Objective —
Write out each entry again. Keep every word exactly as it is.

Supplied entries —
________
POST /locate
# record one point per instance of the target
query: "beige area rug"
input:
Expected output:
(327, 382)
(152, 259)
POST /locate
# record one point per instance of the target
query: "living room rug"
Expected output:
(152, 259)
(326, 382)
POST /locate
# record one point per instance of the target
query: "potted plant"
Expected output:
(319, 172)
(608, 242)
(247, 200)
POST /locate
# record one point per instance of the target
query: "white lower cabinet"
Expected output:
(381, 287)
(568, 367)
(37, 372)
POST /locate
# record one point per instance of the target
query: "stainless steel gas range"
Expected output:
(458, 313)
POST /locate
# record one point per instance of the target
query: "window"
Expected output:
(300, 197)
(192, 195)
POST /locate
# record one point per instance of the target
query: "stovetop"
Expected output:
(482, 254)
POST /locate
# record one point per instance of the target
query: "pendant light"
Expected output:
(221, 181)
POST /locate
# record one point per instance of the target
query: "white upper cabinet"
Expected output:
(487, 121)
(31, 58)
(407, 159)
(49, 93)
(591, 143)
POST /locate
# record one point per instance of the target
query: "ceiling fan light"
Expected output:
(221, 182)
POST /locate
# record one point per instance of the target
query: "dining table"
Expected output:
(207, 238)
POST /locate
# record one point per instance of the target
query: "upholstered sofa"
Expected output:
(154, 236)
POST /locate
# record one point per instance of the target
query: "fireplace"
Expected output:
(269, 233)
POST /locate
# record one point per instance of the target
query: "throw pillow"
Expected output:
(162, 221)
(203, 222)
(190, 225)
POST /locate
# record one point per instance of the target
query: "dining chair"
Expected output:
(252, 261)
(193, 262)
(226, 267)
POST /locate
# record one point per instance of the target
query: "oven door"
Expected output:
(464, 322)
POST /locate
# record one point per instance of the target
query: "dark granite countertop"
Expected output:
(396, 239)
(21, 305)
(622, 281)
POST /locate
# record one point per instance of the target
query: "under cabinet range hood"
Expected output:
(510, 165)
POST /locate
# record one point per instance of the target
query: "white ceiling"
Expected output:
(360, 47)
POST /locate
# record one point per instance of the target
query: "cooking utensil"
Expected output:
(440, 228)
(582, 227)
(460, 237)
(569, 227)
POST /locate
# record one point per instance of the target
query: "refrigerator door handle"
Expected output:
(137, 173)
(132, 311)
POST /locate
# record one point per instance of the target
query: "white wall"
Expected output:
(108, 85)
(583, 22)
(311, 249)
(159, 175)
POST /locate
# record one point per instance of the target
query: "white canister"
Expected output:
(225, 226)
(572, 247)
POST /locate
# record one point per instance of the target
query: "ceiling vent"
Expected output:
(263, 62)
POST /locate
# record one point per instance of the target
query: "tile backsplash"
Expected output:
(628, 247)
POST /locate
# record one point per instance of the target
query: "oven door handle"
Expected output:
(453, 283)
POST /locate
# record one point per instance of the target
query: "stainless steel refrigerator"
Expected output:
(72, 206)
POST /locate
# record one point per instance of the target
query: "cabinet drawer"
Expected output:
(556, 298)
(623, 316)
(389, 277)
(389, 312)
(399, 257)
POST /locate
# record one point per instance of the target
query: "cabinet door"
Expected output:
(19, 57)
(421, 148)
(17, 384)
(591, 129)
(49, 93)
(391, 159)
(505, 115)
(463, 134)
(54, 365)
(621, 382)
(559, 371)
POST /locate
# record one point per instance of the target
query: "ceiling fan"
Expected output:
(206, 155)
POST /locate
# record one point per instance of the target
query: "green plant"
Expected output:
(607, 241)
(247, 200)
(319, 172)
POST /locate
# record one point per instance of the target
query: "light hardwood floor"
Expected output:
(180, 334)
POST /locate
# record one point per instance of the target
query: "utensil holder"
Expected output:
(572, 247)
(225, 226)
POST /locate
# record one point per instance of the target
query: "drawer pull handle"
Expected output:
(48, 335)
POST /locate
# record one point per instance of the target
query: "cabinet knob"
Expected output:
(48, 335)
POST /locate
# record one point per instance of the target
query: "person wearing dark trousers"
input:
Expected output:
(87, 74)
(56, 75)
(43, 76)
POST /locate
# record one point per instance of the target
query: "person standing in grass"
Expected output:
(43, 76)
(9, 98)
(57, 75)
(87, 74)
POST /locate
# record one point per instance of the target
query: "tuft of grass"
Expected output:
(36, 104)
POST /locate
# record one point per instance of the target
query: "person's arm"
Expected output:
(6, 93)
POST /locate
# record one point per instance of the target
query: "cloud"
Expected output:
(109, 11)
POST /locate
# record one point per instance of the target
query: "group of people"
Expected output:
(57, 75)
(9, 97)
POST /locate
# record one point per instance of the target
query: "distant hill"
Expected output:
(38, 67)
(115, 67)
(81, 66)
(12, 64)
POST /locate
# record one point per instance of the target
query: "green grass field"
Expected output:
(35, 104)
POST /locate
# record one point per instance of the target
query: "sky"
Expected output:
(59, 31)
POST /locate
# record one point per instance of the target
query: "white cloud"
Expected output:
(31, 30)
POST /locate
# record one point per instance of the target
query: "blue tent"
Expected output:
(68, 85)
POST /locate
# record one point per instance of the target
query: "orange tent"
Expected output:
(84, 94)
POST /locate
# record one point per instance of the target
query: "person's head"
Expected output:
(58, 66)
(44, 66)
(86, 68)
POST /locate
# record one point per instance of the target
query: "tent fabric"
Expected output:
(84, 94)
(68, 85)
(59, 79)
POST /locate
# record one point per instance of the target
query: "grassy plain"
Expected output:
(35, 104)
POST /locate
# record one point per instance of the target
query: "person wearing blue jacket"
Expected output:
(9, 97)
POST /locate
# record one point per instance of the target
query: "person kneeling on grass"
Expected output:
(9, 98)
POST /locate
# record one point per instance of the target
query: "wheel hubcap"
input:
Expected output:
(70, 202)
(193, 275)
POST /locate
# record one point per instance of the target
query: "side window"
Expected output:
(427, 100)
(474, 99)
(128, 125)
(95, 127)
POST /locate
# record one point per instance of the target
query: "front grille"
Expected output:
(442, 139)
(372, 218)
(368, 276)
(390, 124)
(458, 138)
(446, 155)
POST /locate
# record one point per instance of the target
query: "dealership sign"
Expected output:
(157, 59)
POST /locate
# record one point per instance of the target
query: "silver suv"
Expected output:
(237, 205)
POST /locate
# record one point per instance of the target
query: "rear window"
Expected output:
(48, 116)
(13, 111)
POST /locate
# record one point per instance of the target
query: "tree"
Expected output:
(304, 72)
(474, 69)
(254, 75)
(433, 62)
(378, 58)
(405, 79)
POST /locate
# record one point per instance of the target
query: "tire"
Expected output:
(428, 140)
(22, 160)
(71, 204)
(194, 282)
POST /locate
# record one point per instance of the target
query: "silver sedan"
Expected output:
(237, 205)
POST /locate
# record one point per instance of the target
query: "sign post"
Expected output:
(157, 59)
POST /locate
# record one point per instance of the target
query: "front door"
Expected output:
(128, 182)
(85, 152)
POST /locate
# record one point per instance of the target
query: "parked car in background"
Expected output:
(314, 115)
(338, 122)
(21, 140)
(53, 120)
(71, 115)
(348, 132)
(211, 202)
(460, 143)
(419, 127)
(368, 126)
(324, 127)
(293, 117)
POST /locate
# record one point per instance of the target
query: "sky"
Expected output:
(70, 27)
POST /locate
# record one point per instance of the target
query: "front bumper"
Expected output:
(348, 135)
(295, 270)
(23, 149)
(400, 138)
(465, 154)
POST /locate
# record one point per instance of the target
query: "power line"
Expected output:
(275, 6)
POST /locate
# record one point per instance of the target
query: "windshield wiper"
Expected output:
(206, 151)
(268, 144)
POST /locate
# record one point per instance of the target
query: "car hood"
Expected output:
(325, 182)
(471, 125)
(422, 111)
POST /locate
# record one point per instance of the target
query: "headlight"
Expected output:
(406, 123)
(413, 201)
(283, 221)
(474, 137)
________
Full response —
POST /locate
# record one point per instance of the target
query: "beige area rug"
input:
Expected output:
(327, 382)
(152, 259)
POST /locate
# record one point per instance of the target
query: "living room rug"
Expected output:
(152, 259)
(326, 382)
POST /locate
# record one point per instance of the target
query: "potted plant"
Expected output:
(319, 172)
(608, 242)
(247, 200)
POST /locate
# record one point per instance of the target
query: "white lower cabinet"
Expected output:
(381, 287)
(568, 367)
(37, 372)
POST /locate
# record one point per instance of the target
query: "stainless steel gas range"
Expected output:
(458, 313)
POST /locate
# record one point per instance of the target
query: "window"
Expected output:
(300, 197)
(192, 195)
POST /locate
# record one point per instance of the target
query: "stovetop"
Expected output:
(482, 254)
POST /locate
# record one point per instance of the target
query: "pendant light"
Expected output:
(221, 181)
POST /locate
# record one point per instance of the target
query: "white upper cabinet"
Expected output:
(487, 121)
(31, 58)
(407, 159)
(49, 93)
(591, 143)
POST /locate
# record one point per instance of the target
query: "ceiling fan light"
Expected output:
(221, 182)
POST /locate
# record one point per instance of the target
query: "dining table"
Expected output:
(207, 238)
POST /locate
# record one point per instance of the target
query: "upholstered sofa"
Expected output:
(154, 236)
POST /locate
# record one point per instance of the target
query: "fireplace"
Expected output:
(269, 233)
POST /locate
# record one point per instance of the target
query: "throw pillow"
Expected output:
(162, 221)
(203, 222)
(190, 225)
POST /locate
# record one point per instance of the target
query: "dining chair"
Expected output:
(252, 261)
(193, 262)
(226, 267)
POST /locate
# record one point per instance of the target
query: "oven door"
Expected output:
(464, 322)
POST /locate
# record one point per instance of the target
query: "dark granite countertop"
Expected output:
(396, 239)
(21, 305)
(622, 281)
POST /locate
# record one point per instance of the target
query: "under cabinet range hood"
Expected output:
(510, 165)
POST /locate
# record one point per instance of the target
query: "white ceiling"
Expected output:
(360, 47)
POST /locate
# record one point per instance of the target
query: "cooking utensil"
Expected output:
(440, 228)
(582, 227)
(460, 237)
(569, 227)
POST /locate
# record one point per instance of the target
query: "refrigerator door handle"
Expected output:
(137, 173)
(132, 311)
POST /locate
# record one point per instance of the target
query: "white wall"
Expected output:
(108, 85)
(583, 22)
(311, 249)
(159, 175)
POST /locate
# record one point per instance of the target
query: "white canister"
Expected output:
(225, 226)
(572, 247)
POST /locate
# record one point per instance of the target
query: "ceiling vent"
Expected output:
(263, 62)
POST /locate
# record one point per instance of the target
query: "tile backsplash"
Expected output:
(628, 247)
POST /locate
# record one point per instance of the target
query: "oven door handle"
Expected output:
(453, 283)
POST /locate
# record one point per instance of the target
query: "stainless steel refrigerator"
Expected output:
(72, 206)
POST /locate
# record one point per instance of the target
query: "cabinet drawer"
Expected output:
(556, 298)
(623, 316)
(389, 277)
(389, 312)
(399, 257)
POST /locate
# record one point per instance of the target
query: "cabinet door"
Expected output:
(19, 57)
(421, 148)
(17, 384)
(591, 129)
(49, 93)
(391, 159)
(505, 115)
(463, 134)
(54, 365)
(621, 382)
(559, 371)
POST /locate
# record one point per instance of the target
query: "ceiling fan"
Expected output:
(206, 155)
POST /locate
# record one point per instance of the target
query: "green plant"
Expected output:
(607, 241)
(247, 200)
(319, 172)
POST /locate
# record one point per instance of the target
query: "light hardwood floor"
Expected output:
(180, 334)
POST /locate
# record one point per instance of the target
query: "utensil holder"
Expected output:
(572, 247)
(225, 226)
POST /locate
# record one point per instance of the target
query: "drawer pull handle"
Expected output:
(48, 335)
POST /locate
# record one point per instance of the target
query: "cabinet knob"
Expected output:
(48, 335)
POST /locate
# record one point per instance of the target
query: "person wearing dark trousers"
input:
Expected output:
(87, 74)
(56, 75)
(43, 76)
POST /locate
# record one point per instance of the target
query: "person standing in grass"
Expected output:
(43, 76)
(9, 98)
(57, 75)
(87, 74)
POST /locate
# record one point per instance of the target
query: "tuft of grass"
Expected output:
(36, 104)
POST /locate
# record one point per instance of the target
query: "person's arm"
Expected output:
(6, 93)
POST /locate
# record one point per instance of the target
query: "cloud"
Expected output:
(109, 11)
POST /locate
# record one point per instance of the target
query: "group of people"
Expected output:
(57, 75)
(9, 97)
POST /locate
# record one point per instance of the target
query: "distant hill"
Expected output:
(38, 67)
(115, 67)
(81, 66)
(12, 64)
POST /locate
# record one point per instance of the target
query: "green grass field"
Expected output:
(35, 104)
POST /locate
# record one point per instance of the target
query: "sky"
Expected output:
(59, 31)
POST /locate
# record one point per instance of the target
query: "white cloud"
Expected output:
(31, 30)
POST /locate
# record one point per instance of the target
query: "blue tent"
Expected output:
(68, 85)
POST /locate
# record one point per instance of the target
query: "orange tent"
Expected output:
(84, 94)
POST /locate
# record one point per instance of the target
query: "person's head"
Expected output:
(58, 66)
(44, 66)
(86, 68)
POST /locate
# record one point per instance of the target
query: "tent fabric"
Expected output:
(84, 94)
(68, 85)
(59, 79)
POST /locate
# record one point per instance of the target
query: "grassy plain"
Expected output:
(35, 104)
POST /locate
# record one point per instance of the target
query: "person wearing blue jacket"
Expected output:
(9, 97)
POST /locate
# record one point per instance of the target
query: "person kneeling on grass"
Expected output:
(9, 98)
POST /locate
# record one point per instance of the target
query: "wheel hubcap"
input:
Expected output:
(70, 202)
(193, 275)
POST /locate
# record one point per instance of the target
query: "side window"
Expected output:
(427, 100)
(474, 99)
(128, 125)
(95, 127)
POST /locate
# record one point per instance of the target
query: "front grille"
Expected output:
(442, 139)
(372, 218)
(368, 276)
(390, 124)
(458, 138)
(446, 155)
POST /locate
# record one point per instance of the target
query: "dealership sign"
Expected output:
(157, 59)
POST /locate
# record one point per instance of the target
query: "silver suv"
Expected output:
(237, 205)
POST /locate
# record one point per instance of the target
query: "rear window"
Expected output:
(48, 116)
(13, 111)
POST /locate
# record one point per instance of the target
query: "tree"
Expected output:
(304, 72)
(474, 69)
(254, 75)
(433, 62)
(378, 58)
(405, 79)
POST /locate
# record one point per instance of the target
query: "tire"
Expected output:
(428, 140)
(22, 160)
(71, 204)
(194, 282)
POST /locate
# record one point per instance of the target
query: "silver sedan"
Expected output:
(237, 205)
POST /locate
# record one point per instance of the target
query: "sign post"
Expected output:
(157, 59)
POST /locate
# record one point per instance of the target
query: "front door"
Expected output:
(128, 182)
(85, 152)
POST /locate
# record one point per instance of the target
query: "parked car in background"
Expected output:
(314, 115)
(338, 122)
(21, 140)
(53, 120)
(71, 115)
(348, 132)
(211, 202)
(460, 143)
(419, 127)
(368, 126)
(324, 127)
(293, 117)
POST /locate
# record one point per instance of the target
query: "sky"
Expected output:
(70, 27)
POST /locate
# record one point per instance of the target
query: "front bumper"
Expected output:
(348, 135)
(295, 270)
(23, 149)
(400, 138)
(465, 154)
POST /locate
# record one point per instance of the target
query: "power line"
Expected output:
(275, 6)
POST /locate
# record one point per instance of the target
query: "windshield wiper"
Expected output:
(206, 151)
(268, 144)
POST /locate
# record one point per instance of the target
query: "car hood"
Expected output:
(325, 182)
(471, 125)
(422, 111)
POST /locate
# record one point per instance of the target
query: "headlight"
Expected output:
(406, 123)
(413, 201)
(283, 221)
(474, 137)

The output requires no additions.